子どものわがままがゆるせないと感じる時、起こっていること

子どもが小さい頃は、自由すぎる子どものふるまいに、ほとほと疲れ果てた、なんていうご経験おありではないでしょうか。今現在、まさに、その真っ最中という方も、いらっしゃることと思います。
今日は、子どもと向き合う中で、「わがままがゆるせない」そんな思いが、いったいどこから来ているのか、考えてみたいと思います。

子どものわがままに、ついていけない

3歳の息子に振り回されてしまう日々。

買い物に行けば「欲しい!」「まだ遊びたい!」と泣き叫び、公園に行けば、大声を上げながら駆け回る。その姿を前に「もう少し落ち着いてくれたらいいのに」と願わずにはいられない。

そんな気持ちに、深く共感するお母さんは多いのではないでしょうか。

子育てをしていると、子どもの欲求にどう向き合うかという問題に、日々直面します。自由にさせてあげたいと思う一方で、しつけや教育をしなければという思いも強く、心の中でせめぎ合うんですよね。

「わがままばかりで困る」

「ちゃんと我慢できる子に育てなければ」

そう感じる背景には、「親として正しく導かなければならない」という、強い責任感がありますよね。特に真面目に、いっしょうけんめいに、子育てに取り組んでいるお母さんほど、その思いは強くなります。

一方で、夫が「子どもらしくていいじゃないか」とのんびり構えていると、余計に、孤独感や、苛立ちを覚えることもあるかもしれませんね。
自分ばかりが必死になっているように感じて、気持ちの負担が大きくなってしまいます。

けれども、子どもの「わがまま」は必ずしも悪いことではありません。むしろ、子どもが安心できる家庭で、育っている証として現れるものでもあるのです。

 

言い聞かせても、理解しない子どもに辟易

「私の子どもの頃は、ひとこと言われれば察していた。
親の顔色を見て空気を読んでいた!」

そういう記憶をお持ちのお母さんは、少なくないと思います。
だからこそ、

「どうしてこの子は何度言っても聞かないの?」
「まだ3歳だからではなく、もう3歳なのに!」

と思わず感じてしまうのです。

でも、その思いの背景には、ご自身の子ども時代の「痛み」が隠れていることがあります。小さな頃に、親の期待に応えようと、懸命に我慢してきた。言いたいことを飲み込み、親の都合に合わせて行動してきた。その経験が「自分はできたのだから、我が子もできるはず」という厳しさへ、つながることがあるのです。

### 課題:
**1)** 本文について、次の問いに答えてください。
(a) 本文に出てくる息子は何歳か。
(b) 夫はどんな言葉を口にしながらのんびり構えているか。
(c) 本文によると、子どもの「わがまま」は何の証として現れるものでもあるか。
**2)** 本文のうち、「子どものわがままに、ついていけない」から「そんな気持ちに、深く共感するお母さんは多いのではないでしょうか。」までの部分をそのまま書き写してください。

### データ:
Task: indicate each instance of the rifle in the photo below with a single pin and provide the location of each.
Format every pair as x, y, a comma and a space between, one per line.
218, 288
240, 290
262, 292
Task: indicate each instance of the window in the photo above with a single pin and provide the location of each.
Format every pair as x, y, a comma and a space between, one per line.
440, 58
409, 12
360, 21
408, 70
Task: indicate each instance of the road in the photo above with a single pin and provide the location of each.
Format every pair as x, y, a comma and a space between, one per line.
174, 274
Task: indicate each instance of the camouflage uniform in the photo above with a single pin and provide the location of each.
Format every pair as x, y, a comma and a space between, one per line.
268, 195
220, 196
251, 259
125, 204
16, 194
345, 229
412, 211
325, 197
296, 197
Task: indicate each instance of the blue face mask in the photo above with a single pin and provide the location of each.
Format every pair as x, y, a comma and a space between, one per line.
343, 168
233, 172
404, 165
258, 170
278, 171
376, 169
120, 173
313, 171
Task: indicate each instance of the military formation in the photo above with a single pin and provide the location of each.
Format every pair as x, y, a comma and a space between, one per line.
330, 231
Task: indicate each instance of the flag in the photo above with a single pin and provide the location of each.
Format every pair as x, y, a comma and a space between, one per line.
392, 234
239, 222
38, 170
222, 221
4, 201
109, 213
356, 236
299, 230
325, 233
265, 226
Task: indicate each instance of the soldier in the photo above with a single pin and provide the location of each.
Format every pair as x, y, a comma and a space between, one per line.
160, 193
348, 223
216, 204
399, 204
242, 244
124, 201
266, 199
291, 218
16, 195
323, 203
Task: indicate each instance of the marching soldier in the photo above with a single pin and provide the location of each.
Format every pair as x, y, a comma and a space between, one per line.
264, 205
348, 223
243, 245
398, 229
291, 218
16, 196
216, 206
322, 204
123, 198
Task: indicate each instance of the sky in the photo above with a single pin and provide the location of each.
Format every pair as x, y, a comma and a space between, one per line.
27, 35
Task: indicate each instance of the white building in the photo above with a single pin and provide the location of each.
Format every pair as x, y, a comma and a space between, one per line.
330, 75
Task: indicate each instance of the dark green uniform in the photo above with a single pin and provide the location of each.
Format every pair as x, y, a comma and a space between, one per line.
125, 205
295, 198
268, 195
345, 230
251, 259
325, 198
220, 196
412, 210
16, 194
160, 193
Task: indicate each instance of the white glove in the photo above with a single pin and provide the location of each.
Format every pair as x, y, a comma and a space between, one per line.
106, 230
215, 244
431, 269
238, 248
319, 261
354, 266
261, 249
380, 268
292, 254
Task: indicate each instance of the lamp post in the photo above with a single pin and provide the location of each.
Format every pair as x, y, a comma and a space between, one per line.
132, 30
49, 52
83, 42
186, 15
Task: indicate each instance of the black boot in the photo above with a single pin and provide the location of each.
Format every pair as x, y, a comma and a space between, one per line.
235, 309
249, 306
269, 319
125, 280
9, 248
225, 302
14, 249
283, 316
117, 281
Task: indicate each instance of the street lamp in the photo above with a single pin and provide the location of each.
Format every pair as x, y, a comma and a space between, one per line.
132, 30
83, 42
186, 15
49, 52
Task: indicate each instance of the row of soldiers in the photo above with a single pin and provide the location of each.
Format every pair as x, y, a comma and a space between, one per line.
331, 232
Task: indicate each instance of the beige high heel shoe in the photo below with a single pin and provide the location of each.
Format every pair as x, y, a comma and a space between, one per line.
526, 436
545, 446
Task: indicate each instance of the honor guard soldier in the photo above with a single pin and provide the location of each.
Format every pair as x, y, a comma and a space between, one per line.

### 課題の解答:
**1)**
(a) 3歳
(b) 「子どもらしくていいじゃないか」
(c) 子どもが安心できる家庭で育っている証

**2)**
子どものわがままに、ついていけない

3歳の息子に振り回されてしまう日々。

買い物に行けば「欲しい!」「まだ遊びたい!」と泣き叫び、公園に行けば、大声を上げながら駆け回る。その姿を前に「もう少し落ち着いてくれたらいいのに」と願わずにはいられない。

そんな気持ちに、深く共感するお母さんは多いのではないでしょうか。